- _STORED RECORDS_:
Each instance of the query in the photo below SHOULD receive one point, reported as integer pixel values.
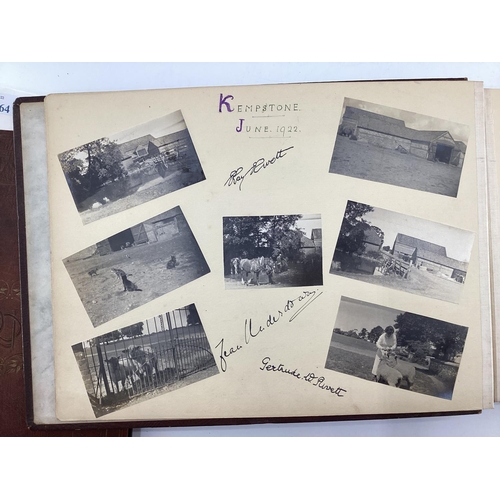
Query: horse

---

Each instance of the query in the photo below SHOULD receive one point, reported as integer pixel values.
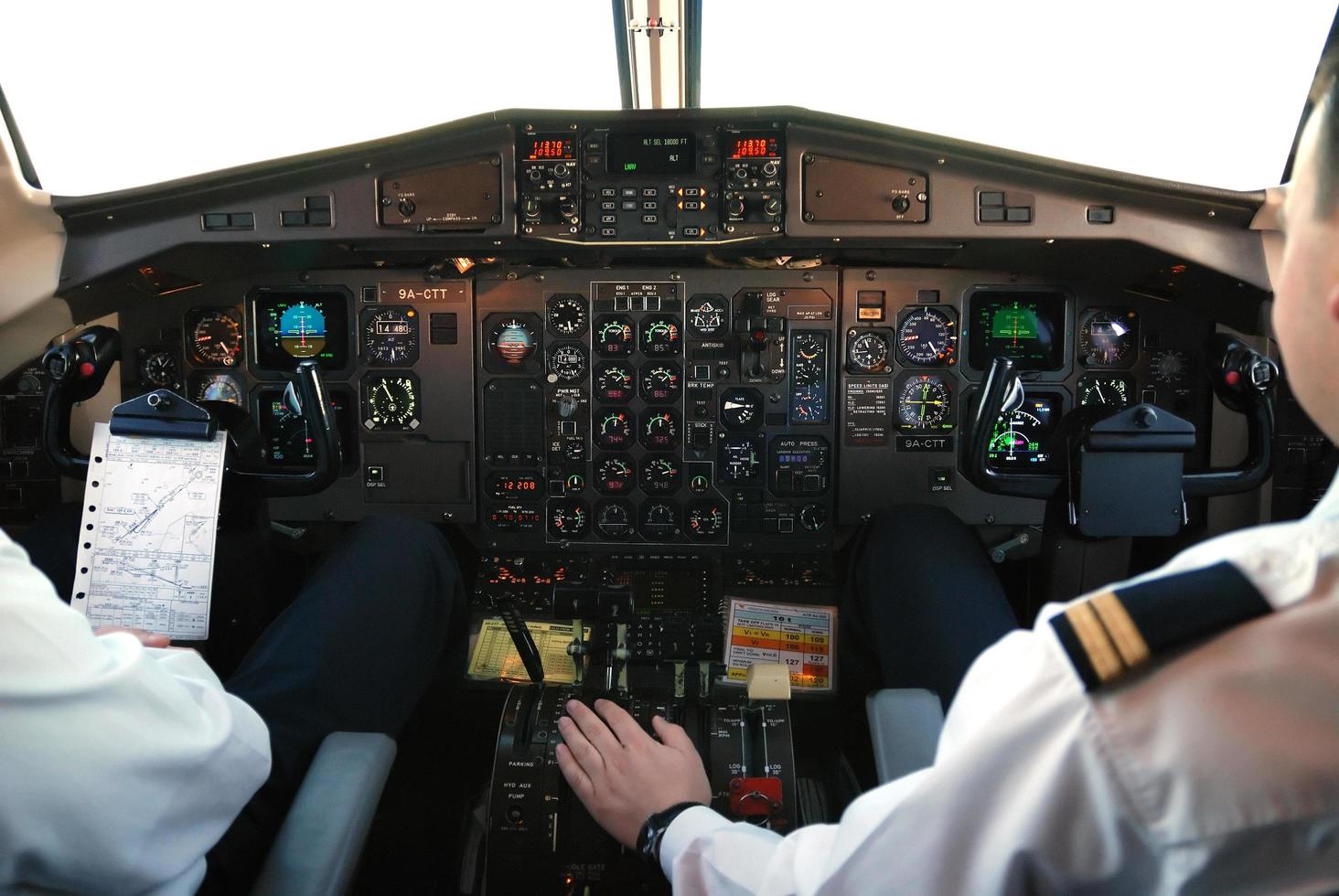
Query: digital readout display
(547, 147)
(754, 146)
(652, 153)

---

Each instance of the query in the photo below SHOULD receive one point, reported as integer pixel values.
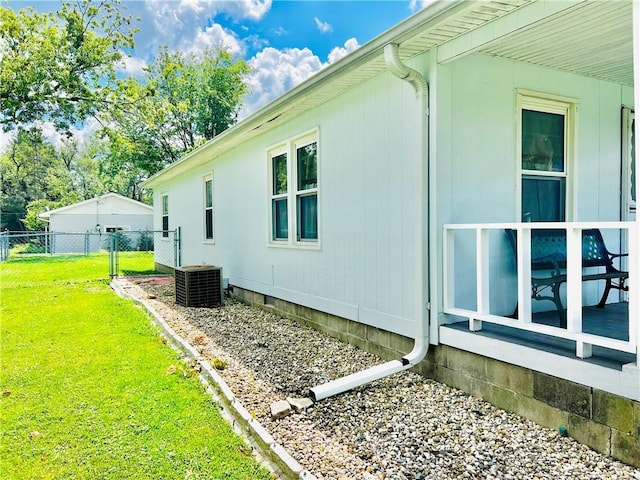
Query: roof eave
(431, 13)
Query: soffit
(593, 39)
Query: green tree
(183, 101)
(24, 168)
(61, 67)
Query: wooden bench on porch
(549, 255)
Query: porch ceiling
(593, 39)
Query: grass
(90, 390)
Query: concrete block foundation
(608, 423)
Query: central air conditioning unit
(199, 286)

- _EXERCISE DESCRIPTION_: Extract each line in the material above that contains the string "porch", copying every such line in full.

- _THE RESPONSE_:
Query: wooden bench on porch
Query: porch ceiling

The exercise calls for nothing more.